### Work to complete
a. Answer these questions using the construction-firm article:
(i) What did the $10 million Specialized Technology Resources project in Enfield, Conn., convert?
(ii) How long has Raymond Houle been retired?
(iii) Which department is Holyoke Medical Center renovating, and what component will it include?
b. In the construction-firm article, transcribe everything from "Demonstrating the breadth" down to "during each project.".

### Text segment
= = =

Demonstrating the breadth of the firm’s work, he cited renovations to the fourth and fifth floors at Mercy Medical Center as one of the company’s largest recent projects, as well as a $10 million project for Specialized Technology Resources in Enfield, Conn., that converted a mushroom plant to a solar manufacturing facility. Houle also led a recent laboratory renovation at the John W. Lederle Graduate Research Center on the campus of UMass Amherst.

Drawing on Experience

Pelletier and Langevin ascribe their company’s sustained success to not only the staff’s commitment and hard work, but also the experience of each member. From the management team to those leading work in the field, Langevin said, everyone is on the same page and works collaboratively during each project.

“The core of the staff has been here for a minimum of 10 years. We all work really well together,” he noted.

Neither Pelletier nor Langevin went to college, instead receiving education in construction from hundreds of projects over the years. Starting off as carpenters, they slowly progressed through the ranks — every jobsite their classroom, every supervisor a de facto professor in a different subject.

“There is no replacement for being out in the trenches and doing it yourself,” Pelletier said. “We have a tight group here — it’s like a family environment.”

Both men learned much of what they know from Raymond Houle himself, who has now been retired for 15 years after handing the reigns to Pelletier.

“He worked his way up through the trade just like us and eventually started his own business,” said Langevin, who works closely with owners, project managers, and architects on a daily basis — all skills he learned from Houle and others. “He really wanted you to get out there and figure things out for yourself, but he was always there if you had a problem.”

He and Pelletier agree that taking time to appreciate all aspects of the job is integral, especially the lighter moments. In a business that often abounds with stress — particularly when deadlines near — the staff does its best to keep the atmosphere loose and upbeat. “I think it’s important to keep a good sense of humor,” Langevin said.

It’s far more important, of course, to ensure that each project stays on time and within its budget, which is often made even more difficult by tight parameters. For hospital leaders, the goal is to get work done as quickly as possible to reduce disruptions to staff and patients, although speed and attention to detail can be a tricky blend unless a company has many years of experience balancing those needs.

Sometimes, Pelletier told BusinessWest, meeting a condensed deadline can feel like achieving the impossible, even for veterans who have been in the industry for decades. But those who dedicate their careers to the industry learn to embrace the innate challenges of deadlines.

“It’s rewarding,” Pelletier said of finishing ahead of a difficult deadline, especially for jobs in medical settings. “Everyone has to work together, from the hospital staff to all of the contractors involved. It’s always a team effort, and we try to keep everything coordinated so it gels like it’s supposed to.”

Pelletier said business has taken a slight dip this year for Houle, with an array of smaller projects dominating the 2014 schedule. The staff has high hopes for a solid 2015, though. Overall, the local industry has been trending in a positive direction, and with such recent announcements as Holyoke Medical Center renovating its Emergency Department to include a behavioral-health component, contractors working in the medical niche hope construction opportunities will be available at area hospitals in 2015.

Then it’s up to Pelletier and his staff to decide which projects they will pursue.

“Things have been really busy over the last five years,” he noted. “It’s tailed off a little, but the drop hasn’t been significant, just a little downturn this year. I am optimistic that things will pick up. It all depends on what our customers are doing.”

= = =

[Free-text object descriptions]

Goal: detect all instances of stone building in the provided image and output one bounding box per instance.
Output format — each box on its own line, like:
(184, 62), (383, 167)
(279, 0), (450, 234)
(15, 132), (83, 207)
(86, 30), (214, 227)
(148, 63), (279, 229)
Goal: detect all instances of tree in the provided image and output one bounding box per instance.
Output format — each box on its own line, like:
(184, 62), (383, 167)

= = =

### Answers to the tasks
a.
(i) A mushroom plant into a solar manufacturing facility.
(ii) 15 years.
(iii) Its Emergency Department, to include a behavioral-health component.

b.
Demonstrating the breadth of the firm’s work, he cited renovations to the fourth and fifth floors at Mercy Medical Center as one of the company’s largest recent projects, as well as a $10 million project for Specialized Technology Resources in Enfield, Conn., that converted a mushroom plant to a solar manufacturing facility. Houle also led a recent laboratory renovation at the John W. Lederle Graduate Research Center on the campus of UMass Amherst.

Drawing on Experience

Pelletier and Langevin ascribe their company’s sustained success to not only the staff’s commitment and hard work, but also the experience of each member. From the management team to those leading work in the field, Langevin said, everyone is on the same page and works collaboratively during each project.